#### Listed entries
——

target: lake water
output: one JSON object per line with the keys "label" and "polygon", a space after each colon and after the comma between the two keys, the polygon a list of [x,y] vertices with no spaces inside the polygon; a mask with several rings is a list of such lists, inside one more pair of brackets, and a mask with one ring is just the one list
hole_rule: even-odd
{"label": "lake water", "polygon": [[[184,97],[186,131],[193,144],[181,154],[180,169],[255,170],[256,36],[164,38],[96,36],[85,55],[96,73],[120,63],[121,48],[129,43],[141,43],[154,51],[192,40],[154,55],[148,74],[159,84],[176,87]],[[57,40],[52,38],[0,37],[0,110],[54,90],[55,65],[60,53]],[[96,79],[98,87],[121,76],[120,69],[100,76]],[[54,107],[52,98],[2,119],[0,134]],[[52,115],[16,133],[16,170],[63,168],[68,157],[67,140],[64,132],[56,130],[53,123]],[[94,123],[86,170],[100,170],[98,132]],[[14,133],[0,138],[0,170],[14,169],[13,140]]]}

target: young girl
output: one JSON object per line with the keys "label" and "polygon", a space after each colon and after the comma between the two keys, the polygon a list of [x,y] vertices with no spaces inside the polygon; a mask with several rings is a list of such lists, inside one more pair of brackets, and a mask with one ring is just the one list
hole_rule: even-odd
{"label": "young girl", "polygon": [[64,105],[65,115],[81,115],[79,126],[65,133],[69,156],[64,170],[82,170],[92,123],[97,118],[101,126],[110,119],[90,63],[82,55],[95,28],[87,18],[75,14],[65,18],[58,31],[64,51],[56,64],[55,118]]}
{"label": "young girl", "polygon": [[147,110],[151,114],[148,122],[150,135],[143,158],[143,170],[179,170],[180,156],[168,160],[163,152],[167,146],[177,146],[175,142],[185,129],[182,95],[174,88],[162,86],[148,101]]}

——

#### Your goal
Extract every entry above as it appears.

#### Finished answer
target: lake water
output: one JSON object per line with the keys "label" and "polygon", a space after each colon and after the comma between the two keys, the polygon a list of [x,y] vertices with no spaces inside the polygon; a mask with several rings is a list of such lists, inside one more pair of brackets, and a mask with one ring is just the one list
hole_rule: even-odd
{"label": "lake water", "polygon": [[[184,97],[186,131],[193,144],[181,154],[180,169],[255,170],[256,36],[164,38],[96,36],[85,55],[96,73],[120,63],[121,48],[129,43],[141,43],[154,51],[192,40],[154,55],[148,74],[159,84],[176,87]],[[57,40],[52,38],[0,37],[0,110],[54,90],[55,65],[60,53]],[[96,79],[98,87],[121,76],[120,69],[100,76]],[[54,107],[52,98],[2,119],[0,134]],[[52,115],[16,133],[16,170],[63,168],[68,157],[67,140],[64,132],[56,130],[53,123]],[[94,123],[86,170],[100,170],[98,132]],[[14,133],[0,138],[0,170],[14,169],[13,140]]]}

target: young girl
output: one JSON object per line with the keys "label" and "polygon", a space after each colon and after the comma between the two keys, the polygon a list of [x,y] vertices with no spaces inside the polygon; a mask with several rings is a list of such lists, inside one more pair of brackets, and a mask with one ring is just the one list
hole_rule: even-odd
{"label": "young girl", "polygon": [[64,105],[65,115],[81,115],[79,126],[65,133],[69,156],[64,170],[82,170],[92,123],[97,118],[101,126],[110,119],[90,63],[82,55],[95,28],[87,18],[75,14],[65,18],[58,31],[64,51],[56,64],[55,118]]}
{"label": "young girl", "polygon": [[147,110],[151,114],[148,122],[150,135],[143,158],[143,170],[179,170],[180,156],[168,160],[163,152],[167,146],[177,146],[175,142],[185,129],[182,95],[174,88],[162,86],[148,101]]}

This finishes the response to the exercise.